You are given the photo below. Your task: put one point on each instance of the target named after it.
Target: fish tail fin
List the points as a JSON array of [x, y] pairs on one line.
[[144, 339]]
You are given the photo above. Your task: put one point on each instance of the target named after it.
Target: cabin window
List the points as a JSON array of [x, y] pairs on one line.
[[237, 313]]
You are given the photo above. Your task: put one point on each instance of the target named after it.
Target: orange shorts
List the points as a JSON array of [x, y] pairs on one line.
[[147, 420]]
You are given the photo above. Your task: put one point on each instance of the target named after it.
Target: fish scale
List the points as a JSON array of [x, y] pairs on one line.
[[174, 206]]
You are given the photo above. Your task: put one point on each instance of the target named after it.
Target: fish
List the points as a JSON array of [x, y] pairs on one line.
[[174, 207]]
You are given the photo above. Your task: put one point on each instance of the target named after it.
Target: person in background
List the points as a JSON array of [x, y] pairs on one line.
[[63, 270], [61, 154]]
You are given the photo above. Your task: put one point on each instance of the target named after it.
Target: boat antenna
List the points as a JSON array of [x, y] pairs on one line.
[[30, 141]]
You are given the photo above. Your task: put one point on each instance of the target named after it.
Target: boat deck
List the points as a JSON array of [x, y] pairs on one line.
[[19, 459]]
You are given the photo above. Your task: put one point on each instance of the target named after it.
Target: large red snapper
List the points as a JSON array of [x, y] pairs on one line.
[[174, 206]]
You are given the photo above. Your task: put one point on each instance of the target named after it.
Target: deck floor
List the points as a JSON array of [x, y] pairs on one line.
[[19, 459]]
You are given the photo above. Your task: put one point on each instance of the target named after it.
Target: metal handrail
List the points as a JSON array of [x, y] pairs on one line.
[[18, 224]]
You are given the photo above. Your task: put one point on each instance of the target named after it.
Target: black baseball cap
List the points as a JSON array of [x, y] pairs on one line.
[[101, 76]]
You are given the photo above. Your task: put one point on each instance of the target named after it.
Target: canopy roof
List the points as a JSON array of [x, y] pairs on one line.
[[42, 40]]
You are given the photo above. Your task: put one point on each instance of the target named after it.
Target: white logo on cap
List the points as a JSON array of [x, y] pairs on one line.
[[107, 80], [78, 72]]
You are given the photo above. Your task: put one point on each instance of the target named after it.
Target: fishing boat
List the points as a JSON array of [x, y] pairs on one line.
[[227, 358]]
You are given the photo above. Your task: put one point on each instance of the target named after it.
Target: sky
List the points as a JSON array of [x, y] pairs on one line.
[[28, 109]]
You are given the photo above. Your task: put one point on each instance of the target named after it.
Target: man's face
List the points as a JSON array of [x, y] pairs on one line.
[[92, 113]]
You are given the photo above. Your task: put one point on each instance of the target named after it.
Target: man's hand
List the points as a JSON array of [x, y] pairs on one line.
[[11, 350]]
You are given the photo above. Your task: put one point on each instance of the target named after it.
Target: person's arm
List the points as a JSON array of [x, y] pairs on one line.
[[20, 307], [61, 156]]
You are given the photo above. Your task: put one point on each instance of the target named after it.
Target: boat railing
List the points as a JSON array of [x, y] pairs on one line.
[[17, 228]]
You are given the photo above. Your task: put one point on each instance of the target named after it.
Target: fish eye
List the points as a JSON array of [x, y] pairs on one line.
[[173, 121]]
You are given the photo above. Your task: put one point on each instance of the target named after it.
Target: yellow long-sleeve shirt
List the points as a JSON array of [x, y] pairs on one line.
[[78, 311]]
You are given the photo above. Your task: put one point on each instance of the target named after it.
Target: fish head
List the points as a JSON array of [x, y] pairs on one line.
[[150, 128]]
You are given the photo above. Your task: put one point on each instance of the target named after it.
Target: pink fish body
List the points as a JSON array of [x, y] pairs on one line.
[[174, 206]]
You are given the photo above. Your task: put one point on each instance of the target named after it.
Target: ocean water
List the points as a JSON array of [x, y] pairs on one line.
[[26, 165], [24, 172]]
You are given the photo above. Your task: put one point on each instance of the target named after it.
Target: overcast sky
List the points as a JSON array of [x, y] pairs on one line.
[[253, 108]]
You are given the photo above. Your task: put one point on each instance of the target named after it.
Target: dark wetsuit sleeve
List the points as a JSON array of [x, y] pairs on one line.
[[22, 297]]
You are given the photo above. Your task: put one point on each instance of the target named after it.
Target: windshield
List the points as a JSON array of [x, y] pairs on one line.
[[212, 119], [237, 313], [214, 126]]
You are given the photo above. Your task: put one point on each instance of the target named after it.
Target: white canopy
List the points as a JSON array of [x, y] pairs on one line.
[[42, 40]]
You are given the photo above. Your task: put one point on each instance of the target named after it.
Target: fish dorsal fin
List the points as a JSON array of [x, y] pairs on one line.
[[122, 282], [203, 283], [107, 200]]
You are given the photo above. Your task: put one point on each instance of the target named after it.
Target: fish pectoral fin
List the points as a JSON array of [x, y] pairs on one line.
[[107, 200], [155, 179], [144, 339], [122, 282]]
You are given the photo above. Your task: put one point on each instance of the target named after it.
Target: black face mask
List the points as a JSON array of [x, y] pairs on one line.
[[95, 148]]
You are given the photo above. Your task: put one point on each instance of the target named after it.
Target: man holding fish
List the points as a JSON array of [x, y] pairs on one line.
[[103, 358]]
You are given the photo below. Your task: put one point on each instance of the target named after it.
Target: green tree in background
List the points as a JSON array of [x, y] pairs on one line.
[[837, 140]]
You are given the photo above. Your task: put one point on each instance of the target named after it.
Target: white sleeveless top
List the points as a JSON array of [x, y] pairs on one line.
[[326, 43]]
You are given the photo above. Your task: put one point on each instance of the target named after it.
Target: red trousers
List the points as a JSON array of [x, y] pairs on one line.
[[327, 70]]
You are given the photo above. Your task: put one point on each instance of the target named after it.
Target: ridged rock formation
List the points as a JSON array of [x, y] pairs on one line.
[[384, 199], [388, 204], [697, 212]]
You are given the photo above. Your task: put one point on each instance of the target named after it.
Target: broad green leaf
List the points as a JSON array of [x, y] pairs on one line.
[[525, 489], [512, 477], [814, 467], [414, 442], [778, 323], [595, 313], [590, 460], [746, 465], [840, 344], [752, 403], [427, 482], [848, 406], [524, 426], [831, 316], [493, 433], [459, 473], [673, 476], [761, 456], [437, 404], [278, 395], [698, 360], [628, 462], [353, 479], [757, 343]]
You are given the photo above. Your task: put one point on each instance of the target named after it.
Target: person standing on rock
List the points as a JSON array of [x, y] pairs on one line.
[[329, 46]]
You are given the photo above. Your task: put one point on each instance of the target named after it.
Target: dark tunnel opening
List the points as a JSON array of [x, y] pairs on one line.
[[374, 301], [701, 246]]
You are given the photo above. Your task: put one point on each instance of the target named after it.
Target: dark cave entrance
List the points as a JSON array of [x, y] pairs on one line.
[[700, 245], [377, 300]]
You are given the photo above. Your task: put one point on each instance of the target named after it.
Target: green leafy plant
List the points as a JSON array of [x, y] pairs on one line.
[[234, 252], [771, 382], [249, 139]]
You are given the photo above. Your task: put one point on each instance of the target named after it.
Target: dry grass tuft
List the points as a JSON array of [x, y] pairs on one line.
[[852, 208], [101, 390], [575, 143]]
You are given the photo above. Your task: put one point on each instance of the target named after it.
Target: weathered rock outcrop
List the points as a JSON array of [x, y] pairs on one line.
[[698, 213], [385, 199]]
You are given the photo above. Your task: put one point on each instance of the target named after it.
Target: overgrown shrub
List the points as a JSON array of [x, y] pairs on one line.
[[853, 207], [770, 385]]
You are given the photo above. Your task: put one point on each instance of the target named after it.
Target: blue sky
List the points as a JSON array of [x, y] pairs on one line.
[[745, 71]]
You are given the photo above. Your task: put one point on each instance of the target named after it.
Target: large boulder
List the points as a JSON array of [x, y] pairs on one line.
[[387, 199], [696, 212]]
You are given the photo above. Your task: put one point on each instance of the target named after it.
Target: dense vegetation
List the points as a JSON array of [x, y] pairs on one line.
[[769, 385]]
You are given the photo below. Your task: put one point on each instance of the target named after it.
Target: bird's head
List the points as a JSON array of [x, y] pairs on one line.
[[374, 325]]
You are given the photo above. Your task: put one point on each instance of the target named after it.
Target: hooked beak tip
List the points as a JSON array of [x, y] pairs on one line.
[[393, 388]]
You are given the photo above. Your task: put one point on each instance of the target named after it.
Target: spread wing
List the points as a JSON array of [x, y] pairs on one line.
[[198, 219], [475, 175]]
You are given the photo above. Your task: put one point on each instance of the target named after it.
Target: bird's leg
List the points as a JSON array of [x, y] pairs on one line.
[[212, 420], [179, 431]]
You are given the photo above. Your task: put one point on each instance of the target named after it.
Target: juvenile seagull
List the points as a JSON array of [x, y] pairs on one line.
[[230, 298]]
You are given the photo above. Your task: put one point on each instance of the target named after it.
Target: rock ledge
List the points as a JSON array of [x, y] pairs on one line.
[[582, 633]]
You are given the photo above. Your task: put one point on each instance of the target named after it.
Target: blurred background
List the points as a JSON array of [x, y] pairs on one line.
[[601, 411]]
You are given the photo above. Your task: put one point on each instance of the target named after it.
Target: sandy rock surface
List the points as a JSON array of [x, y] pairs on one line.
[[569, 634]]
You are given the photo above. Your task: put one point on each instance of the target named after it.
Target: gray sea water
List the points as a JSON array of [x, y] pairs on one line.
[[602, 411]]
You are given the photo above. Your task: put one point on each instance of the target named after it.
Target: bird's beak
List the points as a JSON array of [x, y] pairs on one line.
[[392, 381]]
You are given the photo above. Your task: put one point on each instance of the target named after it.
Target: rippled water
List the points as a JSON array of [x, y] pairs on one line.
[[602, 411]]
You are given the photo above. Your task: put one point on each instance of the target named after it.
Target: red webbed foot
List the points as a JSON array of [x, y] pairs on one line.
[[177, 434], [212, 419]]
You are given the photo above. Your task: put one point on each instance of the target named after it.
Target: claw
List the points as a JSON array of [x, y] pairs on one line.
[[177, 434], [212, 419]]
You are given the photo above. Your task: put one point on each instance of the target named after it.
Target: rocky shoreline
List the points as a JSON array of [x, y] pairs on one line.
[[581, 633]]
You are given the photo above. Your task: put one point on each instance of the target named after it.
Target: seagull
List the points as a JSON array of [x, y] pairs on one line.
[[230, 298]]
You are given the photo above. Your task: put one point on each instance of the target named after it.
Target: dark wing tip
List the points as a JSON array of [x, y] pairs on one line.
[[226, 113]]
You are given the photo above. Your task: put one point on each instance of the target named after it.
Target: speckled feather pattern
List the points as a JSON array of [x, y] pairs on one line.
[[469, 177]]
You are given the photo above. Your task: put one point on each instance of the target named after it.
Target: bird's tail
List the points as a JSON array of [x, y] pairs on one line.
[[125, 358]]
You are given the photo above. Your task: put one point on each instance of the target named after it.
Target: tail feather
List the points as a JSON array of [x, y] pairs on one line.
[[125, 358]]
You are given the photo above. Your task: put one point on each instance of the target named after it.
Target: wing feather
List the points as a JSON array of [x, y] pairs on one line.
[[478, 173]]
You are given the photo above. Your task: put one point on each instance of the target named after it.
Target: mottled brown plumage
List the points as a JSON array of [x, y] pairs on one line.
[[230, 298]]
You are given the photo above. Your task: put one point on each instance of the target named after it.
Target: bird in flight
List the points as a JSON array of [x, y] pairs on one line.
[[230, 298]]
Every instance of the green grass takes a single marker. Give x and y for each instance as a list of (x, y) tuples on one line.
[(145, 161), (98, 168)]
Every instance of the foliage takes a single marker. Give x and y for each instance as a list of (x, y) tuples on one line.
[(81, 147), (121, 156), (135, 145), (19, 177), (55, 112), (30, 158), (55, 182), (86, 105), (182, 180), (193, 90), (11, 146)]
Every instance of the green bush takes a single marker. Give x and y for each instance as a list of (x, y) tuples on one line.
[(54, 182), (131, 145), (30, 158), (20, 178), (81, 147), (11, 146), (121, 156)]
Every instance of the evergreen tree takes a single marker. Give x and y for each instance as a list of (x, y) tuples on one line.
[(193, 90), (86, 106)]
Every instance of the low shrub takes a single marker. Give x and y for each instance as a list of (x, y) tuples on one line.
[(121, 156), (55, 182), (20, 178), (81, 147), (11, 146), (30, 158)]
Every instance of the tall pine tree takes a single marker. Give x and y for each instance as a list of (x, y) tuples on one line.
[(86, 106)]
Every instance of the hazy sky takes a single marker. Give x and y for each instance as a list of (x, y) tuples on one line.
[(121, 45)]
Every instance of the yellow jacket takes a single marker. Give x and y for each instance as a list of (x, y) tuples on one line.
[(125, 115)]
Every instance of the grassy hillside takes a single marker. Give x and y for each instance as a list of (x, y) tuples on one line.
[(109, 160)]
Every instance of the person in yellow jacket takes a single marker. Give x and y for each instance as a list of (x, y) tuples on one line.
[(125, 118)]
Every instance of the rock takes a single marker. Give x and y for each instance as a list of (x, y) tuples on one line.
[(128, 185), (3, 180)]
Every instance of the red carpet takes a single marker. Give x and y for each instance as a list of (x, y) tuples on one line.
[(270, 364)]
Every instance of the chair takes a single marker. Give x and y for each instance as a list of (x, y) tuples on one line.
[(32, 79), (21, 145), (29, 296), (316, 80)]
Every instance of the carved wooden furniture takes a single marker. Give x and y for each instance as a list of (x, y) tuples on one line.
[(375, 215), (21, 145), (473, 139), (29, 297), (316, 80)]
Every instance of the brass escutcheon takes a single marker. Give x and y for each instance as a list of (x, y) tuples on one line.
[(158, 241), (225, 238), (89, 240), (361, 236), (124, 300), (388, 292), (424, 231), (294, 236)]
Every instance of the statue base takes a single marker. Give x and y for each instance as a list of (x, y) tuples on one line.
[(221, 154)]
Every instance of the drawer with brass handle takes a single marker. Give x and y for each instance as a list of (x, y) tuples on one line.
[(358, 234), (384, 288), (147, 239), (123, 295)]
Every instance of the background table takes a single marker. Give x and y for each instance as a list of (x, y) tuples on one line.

========

• Exercise aim: Find "Every instance of the statue" in the data above, then repeat that line and all lines after it exactly, ending with the final line.

• Result of the exercise:
Every instance of the statue base takes a single marker. Give x and y for each instance as a list of (x, y) tuples on one line.
[(221, 154)]
Every instance of the drawer with brass handle takes a single marker. Give x and y for each instance as a list of (x, y) tuples on one line.
[(358, 234), (384, 288), (147, 239), (123, 295)]
Every instance of the background table takes a single marker. Give x and y for each instance as a list of (x, y) tuples on one line.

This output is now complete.